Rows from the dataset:
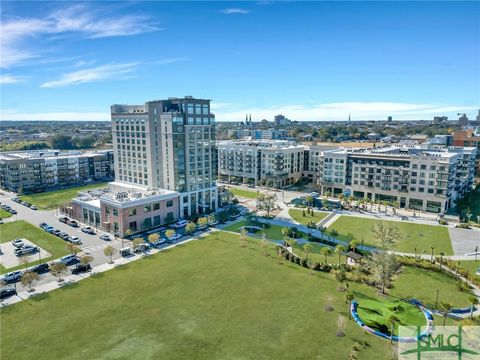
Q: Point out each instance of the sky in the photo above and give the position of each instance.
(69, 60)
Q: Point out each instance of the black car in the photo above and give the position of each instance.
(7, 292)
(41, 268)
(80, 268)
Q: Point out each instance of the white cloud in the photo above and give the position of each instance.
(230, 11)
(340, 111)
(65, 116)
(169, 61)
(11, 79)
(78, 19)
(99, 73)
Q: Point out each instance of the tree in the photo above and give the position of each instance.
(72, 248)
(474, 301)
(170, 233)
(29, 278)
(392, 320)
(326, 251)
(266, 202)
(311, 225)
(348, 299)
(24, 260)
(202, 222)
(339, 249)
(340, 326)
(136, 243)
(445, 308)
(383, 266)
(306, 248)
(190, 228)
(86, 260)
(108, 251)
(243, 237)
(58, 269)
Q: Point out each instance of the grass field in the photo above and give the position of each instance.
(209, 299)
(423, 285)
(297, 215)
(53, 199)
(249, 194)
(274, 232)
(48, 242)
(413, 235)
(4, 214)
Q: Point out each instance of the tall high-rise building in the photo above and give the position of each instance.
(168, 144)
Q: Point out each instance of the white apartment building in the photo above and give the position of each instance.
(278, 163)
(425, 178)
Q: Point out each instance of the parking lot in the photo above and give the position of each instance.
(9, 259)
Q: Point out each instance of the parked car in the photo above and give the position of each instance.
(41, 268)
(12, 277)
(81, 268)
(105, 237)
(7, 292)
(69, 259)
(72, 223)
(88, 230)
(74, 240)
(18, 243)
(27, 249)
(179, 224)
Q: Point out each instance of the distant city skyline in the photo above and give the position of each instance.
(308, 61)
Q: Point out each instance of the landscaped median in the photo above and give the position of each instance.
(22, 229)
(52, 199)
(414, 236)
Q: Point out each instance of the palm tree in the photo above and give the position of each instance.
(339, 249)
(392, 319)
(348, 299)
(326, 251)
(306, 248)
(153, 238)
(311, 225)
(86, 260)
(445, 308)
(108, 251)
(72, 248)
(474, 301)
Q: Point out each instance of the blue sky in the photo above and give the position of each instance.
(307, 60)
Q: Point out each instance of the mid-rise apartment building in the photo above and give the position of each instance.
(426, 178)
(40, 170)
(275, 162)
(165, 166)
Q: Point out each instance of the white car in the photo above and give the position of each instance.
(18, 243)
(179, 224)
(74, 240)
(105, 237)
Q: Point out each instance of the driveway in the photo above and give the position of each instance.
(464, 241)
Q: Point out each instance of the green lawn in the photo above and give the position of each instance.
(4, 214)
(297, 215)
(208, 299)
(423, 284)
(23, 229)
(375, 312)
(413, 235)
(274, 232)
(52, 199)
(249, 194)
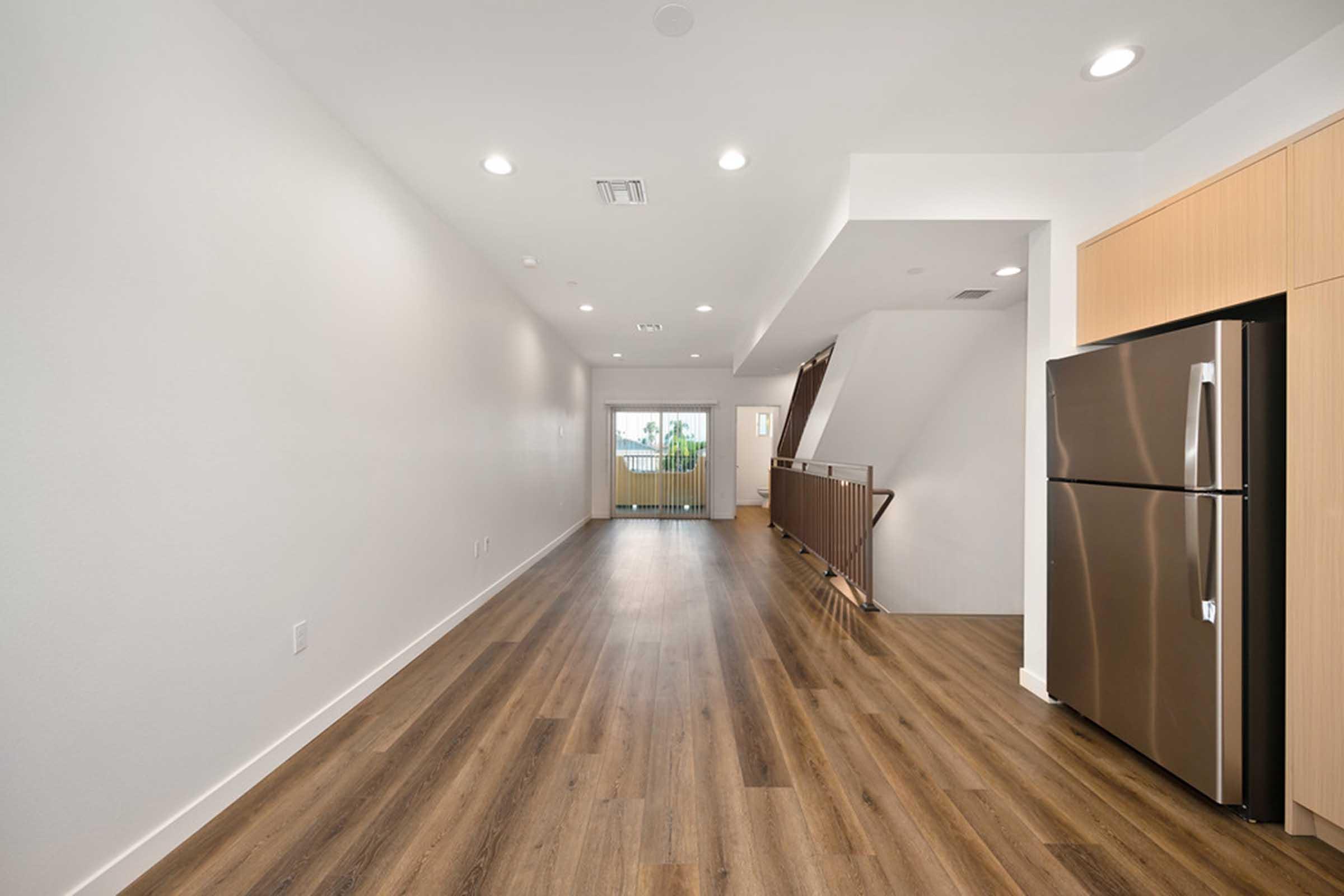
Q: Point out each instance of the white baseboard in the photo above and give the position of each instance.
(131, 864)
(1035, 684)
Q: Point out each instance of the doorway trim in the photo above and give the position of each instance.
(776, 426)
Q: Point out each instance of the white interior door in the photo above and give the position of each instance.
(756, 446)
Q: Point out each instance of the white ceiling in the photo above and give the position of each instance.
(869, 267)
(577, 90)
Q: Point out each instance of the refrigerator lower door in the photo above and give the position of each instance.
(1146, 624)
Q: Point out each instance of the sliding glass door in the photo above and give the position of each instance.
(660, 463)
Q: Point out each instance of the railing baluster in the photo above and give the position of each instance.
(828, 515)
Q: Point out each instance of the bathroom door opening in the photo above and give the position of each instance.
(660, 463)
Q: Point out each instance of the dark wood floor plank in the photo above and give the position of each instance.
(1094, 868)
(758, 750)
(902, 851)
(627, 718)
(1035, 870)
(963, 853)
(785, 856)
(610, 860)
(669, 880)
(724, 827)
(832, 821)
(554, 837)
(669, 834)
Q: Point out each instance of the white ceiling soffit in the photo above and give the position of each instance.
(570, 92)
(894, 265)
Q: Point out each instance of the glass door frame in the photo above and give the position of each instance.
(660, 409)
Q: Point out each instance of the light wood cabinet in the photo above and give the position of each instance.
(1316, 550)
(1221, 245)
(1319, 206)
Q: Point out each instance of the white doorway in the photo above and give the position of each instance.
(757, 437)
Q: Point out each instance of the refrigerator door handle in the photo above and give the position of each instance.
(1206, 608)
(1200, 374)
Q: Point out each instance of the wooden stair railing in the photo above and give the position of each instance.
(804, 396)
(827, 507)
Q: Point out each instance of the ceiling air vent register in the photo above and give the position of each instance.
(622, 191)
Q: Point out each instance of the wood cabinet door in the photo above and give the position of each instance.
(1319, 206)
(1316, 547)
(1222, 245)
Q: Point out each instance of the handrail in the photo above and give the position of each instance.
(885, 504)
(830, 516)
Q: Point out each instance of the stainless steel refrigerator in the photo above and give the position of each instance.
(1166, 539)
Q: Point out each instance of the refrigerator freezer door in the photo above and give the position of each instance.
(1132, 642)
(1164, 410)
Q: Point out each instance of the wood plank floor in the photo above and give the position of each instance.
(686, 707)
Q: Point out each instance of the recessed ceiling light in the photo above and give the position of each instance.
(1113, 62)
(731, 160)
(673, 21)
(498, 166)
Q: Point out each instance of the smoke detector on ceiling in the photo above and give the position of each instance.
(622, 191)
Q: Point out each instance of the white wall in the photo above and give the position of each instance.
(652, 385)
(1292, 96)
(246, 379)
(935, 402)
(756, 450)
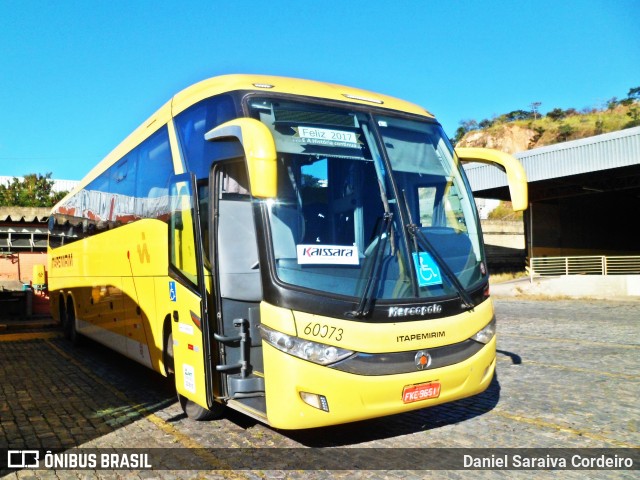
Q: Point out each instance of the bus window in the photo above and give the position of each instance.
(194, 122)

*Task brief*.
Please write out all of the lines above word for word, leaving out the pictures.

*Exercise response*.
Q: Point out each instance of the sky in the photo above and give the position of each instance.
(69, 60)
Q: Point out each instance of the black car in the photo above and give the position of each instance.
(7, 292)
(41, 268)
(80, 268)
Q: Point out each instance of the white cloud in the photo above and give the position of each instance.
(230, 11)
(340, 111)
(65, 116)
(169, 61)
(11, 79)
(78, 19)
(99, 73)
Q: Point out each instance of the tree in the photo above and give the position of each instance.
(72, 248)
(474, 301)
(170, 233)
(29, 278)
(392, 320)
(326, 251)
(266, 202)
(311, 225)
(348, 299)
(24, 260)
(202, 222)
(339, 249)
(340, 326)
(136, 243)
(445, 308)
(383, 266)
(306, 248)
(190, 228)
(86, 260)
(108, 251)
(243, 237)
(58, 269)
Q: Point out each instance of the grass field in the photo above and give the position of each instance.
(209, 299)
(423, 285)
(297, 215)
(53, 199)
(249, 194)
(274, 232)
(48, 242)
(413, 235)
(4, 214)
Q: Point out each instance of the tall high-rise building in the photo above and give the position of each instance.
(168, 144)
Q: Point out each instance of the white apartment building in the photo above and give the position of each instance.
(278, 163)
(425, 178)
Q: Point out each instance of the parking lot in the photo above and give the position of each instance.
(9, 259)
Q: Point out each instance of the parked car in the photo above and give the position of each instance.
(41, 268)
(12, 277)
(81, 268)
(105, 237)
(7, 292)
(69, 259)
(72, 223)
(88, 230)
(74, 240)
(18, 243)
(27, 249)
(179, 224)
Q: Point out each instance of the distant city skyline in the photo above and give the position of each instance.
(308, 61)
Q: Point out each instance of the landscaped median in the photo above and give the position of each instance.
(22, 229)
(52, 199)
(414, 236)
Q: Point out each instance of the palm tree in the photo above and give the position of each instance.
(339, 249)
(392, 319)
(348, 299)
(326, 251)
(306, 248)
(153, 238)
(311, 225)
(86, 260)
(445, 308)
(108, 251)
(72, 248)
(474, 301)
Q: Point out each instance of the blue sky in the photo above and give the position of each instance.
(307, 60)
Q: Point out each instance of the mid-rise apartment building in the photo above and give the position of each instance.
(426, 178)
(40, 170)
(275, 162)
(165, 166)
Q: Point out each instance of the white car in the photo above and give the position of each instance.
(18, 243)
(179, 224)
(74, 240)
(105, 237)
Q: Point out each instance of the driveway in the photo above and give the position of each instance.
(464, 241)
Q: Point out each instance of the green lawn in the photo above and give the position of each instance.
(4, 214)
(297, 215)
(208, 299)
(423, 284)
(23, 229)
(375, 312)
(413, 235)
(274, 232)
(52, 199)
(249, 194)
Q: Point out each instance of the white baseboard in the photo above and give the position of each instance.
(131, 864)
(1035, 684)
Q: Point out each instance of the doorway trim in the photo above and give the position of each instance.
(776, 426)
Q: Point out each instance of the white interior door in the photo above and give the position of each instance.
(756, 446)
Q: Point out each instance of the white ceiling in the photo above and give the position of each instance.
(869, 267)
(577, 90)
Q: Point out each instance of the refrigerator lower door in the photo above and give the position of each instance.
(1146, 624)
Q: Point out each instance of the sliding glass door in the photo above and give the position of each instance.
(660, 463)
Q: Point out each instance of the railing baluster in the photo above and give the position of each instance.
(828, 515)
Q: Point out each instance of the bathroom door opening in the photo above and give the position of each instance.
(660, 463)
Q: Point out each instance of the dark wood floor plank in the photo above and give the position of each instance.
(1094, 868)
(758, 750)
(902, 851)
(627, 718)
(1035, 870)
(963, 853)
(785, 856)
(610, 860)
(669, 880)
(724, 827)
(832, 821)
(554, 837)
(669, 834)
Q: Point out each instance of the white ceiling soffit in the photo above and give the position of each instance.
(570, 92)
(894, 265)
Q: Point out each instance of the glass door frame in the photo above and give the position of each instance.
(660, 409)
Q: Point out each instance of the light wood cabinet in the photo above and give the position of each instance.
(1316, 550)
(1221, 245)
(1319, 206)
Q: Point out each instance of the white doorway in the photo above and give the position of each instance.
(757, 437)
Q: Point out each instance of the refrigerator door handle in the photo above and give the position of each instance.
(1206, 608)
(1200, 374)
Q: Point out each instance of the wooden stair railing in the photo above and give the position of each instance.
(804, 396)
(827, 507)
Q: Point out each instance of the ceiling air vent register in the photo above and give the position of each instance.
(622, 191)
Q: Point out each instance of the wood cabinet door in the photo above and give the position of each instance.
(1319, 206)
(1316, 547)
(1222, 245)
Q: Point out each instance of the handrail in the photo above and give the position of each instance.
(885, 504)
(830, 516)
Q: Point out each instance of the stainless steel refrigerator in the photo above and give the position of each instance.
(1166, 539)
Q: Point out each instance of the refrigerator freezer door in the photo above and give the position of each instance.
(1132, 642)
(1164, 410)
Q: Point out each instance of the wood plank floor in the photo above and give the position of each instance.
(686, 707)
Q: Point out each instance of the recessed ceiling light in the photo above and give the position of each instance.
(1113, 62)
(731, 160)
(673, 21)
(498, 166)
Q: Point out each instance of the smoke detector on ceiling in the photo above and give the position of each instance.
(622, 191)
Q: Point out each instance of the white wall in the photo above and give the position of each instance.
(652, 385)
(1292, 96)
(246, 379)
(935, 402)
(756, 450)
Q: Point out each instance of the bus window in the photo above and give the position of each instance.
(194, 122)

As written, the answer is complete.